▶ Task item: List every ion that the abstract below says increases the specific binding of [3H]L-659,989.
++++ Source extract
Abstract

(trans)-2-(3-Methoxy-5-methylsulfonyl-4-propoxyphenyl)-5-(3,4,5- trimethoxyphenyl)tetrahydrofuran (L-659,989) is a potent and orally active platelet-activating factor (PAF)-specific and competitive receptor antagonist. The 2,5-tritium-labeled L-659,989 ([3H]L-659,989) specifically binds to rabbit platelet membranes with an equilibrium dissociation constant (KD) of 1.60 +/- 0.20 nM in 10 mM MgCl2. Several selected PAF analogs and PAF receptor antagonists show equilibrium inhibition constants roughly similar to those found in the specific [3H]PAF binding assay. Other pharmacological agents with no PAF antagonistic activities do not inhibit the specific binding of [3H]L-659,989. K+ and divalent cations such as Mg2+, Ca2+, and Mn2+ potentiate the specific [3H]L-659,989 binding. Na+ and Li+ also enhance but GTP shows no effect on the specific binding of [3H]L-659,989. However, Ni2+ inhibits the specific binding. Scatchard analysis demonstrates that the potentiating effect of these cations is due to an increase in the detectable receptor number for L-659,989. In 10 mM MgCl2 [3H]L-659,989 shows higher receptor number than [3H]PAF. Under various ionic conditions with or without GTP, in which [3H] L-659,989 binding remains approximately the same, C16-PAF shows different potencies in competing against the specific [3H] L-659,989 binding. These results demonstrate the existence of multiple conformational states of the PAF-specific receptor. The variation in the detectable receptor number under different conditions is due to the coexistence of the high and low affinity states and the fact that the low affinity state(s) of the receptor with KD value(s) possibly in the micromolar range cannot be detected in the Scatchard analysis with the radioligand at nanomolar concentrations. In the presence of 150 mM NaCl and 1 mM GTP, receptors exist in a single conformational state with an equilibrium dissociation constant (KB) of 0.931 microM for PAF.
++++++++
++++ Data extracts
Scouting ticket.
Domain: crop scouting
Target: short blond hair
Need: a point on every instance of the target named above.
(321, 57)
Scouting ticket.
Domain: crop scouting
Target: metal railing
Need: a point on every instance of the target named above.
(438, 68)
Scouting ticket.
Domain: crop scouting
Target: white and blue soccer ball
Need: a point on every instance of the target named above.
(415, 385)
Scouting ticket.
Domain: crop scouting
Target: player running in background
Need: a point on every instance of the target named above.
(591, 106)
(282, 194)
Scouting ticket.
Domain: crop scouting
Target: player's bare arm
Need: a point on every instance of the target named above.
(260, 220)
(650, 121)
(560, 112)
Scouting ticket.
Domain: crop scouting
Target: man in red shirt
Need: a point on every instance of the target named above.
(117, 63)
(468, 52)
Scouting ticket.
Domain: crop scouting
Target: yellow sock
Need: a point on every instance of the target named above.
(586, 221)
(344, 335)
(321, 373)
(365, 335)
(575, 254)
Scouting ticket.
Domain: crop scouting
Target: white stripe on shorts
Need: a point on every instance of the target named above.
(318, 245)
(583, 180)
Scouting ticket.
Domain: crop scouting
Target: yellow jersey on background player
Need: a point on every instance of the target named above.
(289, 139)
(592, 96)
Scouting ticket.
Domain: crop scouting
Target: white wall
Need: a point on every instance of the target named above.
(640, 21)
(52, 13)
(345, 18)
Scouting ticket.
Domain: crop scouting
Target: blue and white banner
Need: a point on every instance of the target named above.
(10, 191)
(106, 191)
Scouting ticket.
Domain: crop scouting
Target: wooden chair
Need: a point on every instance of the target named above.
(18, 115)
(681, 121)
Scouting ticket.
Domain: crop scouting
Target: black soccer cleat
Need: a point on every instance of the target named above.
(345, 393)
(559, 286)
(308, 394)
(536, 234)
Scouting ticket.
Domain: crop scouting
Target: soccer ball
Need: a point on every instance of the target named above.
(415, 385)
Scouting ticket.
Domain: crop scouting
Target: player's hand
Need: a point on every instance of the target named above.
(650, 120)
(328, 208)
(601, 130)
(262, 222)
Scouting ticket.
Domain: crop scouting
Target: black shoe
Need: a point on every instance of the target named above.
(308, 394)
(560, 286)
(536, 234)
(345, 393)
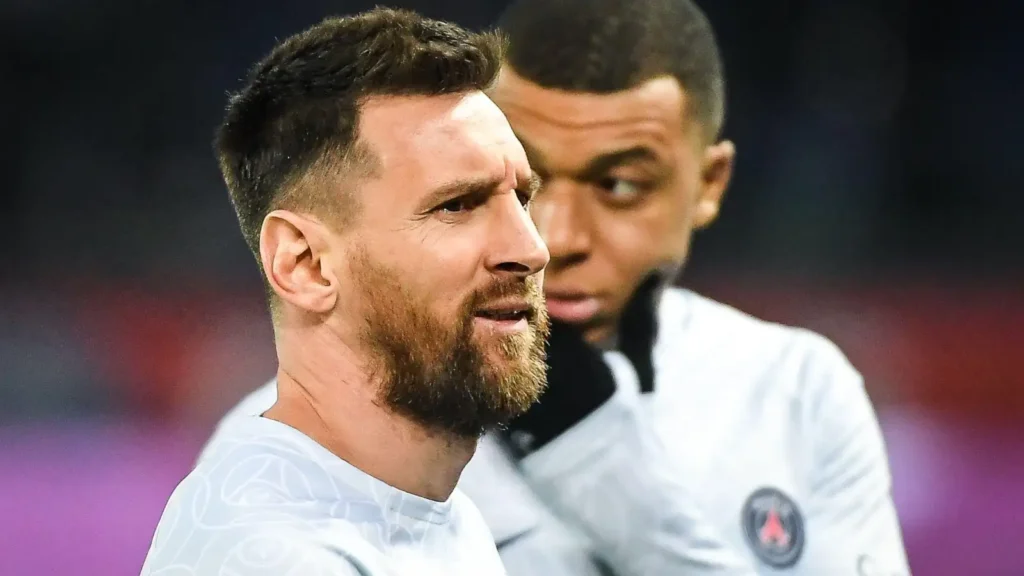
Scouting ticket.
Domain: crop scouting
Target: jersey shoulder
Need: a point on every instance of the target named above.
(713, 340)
++++++++
▶ Solution to the exercise: K+, Mg2+, Ca2+, Mn2+, Na+, Li+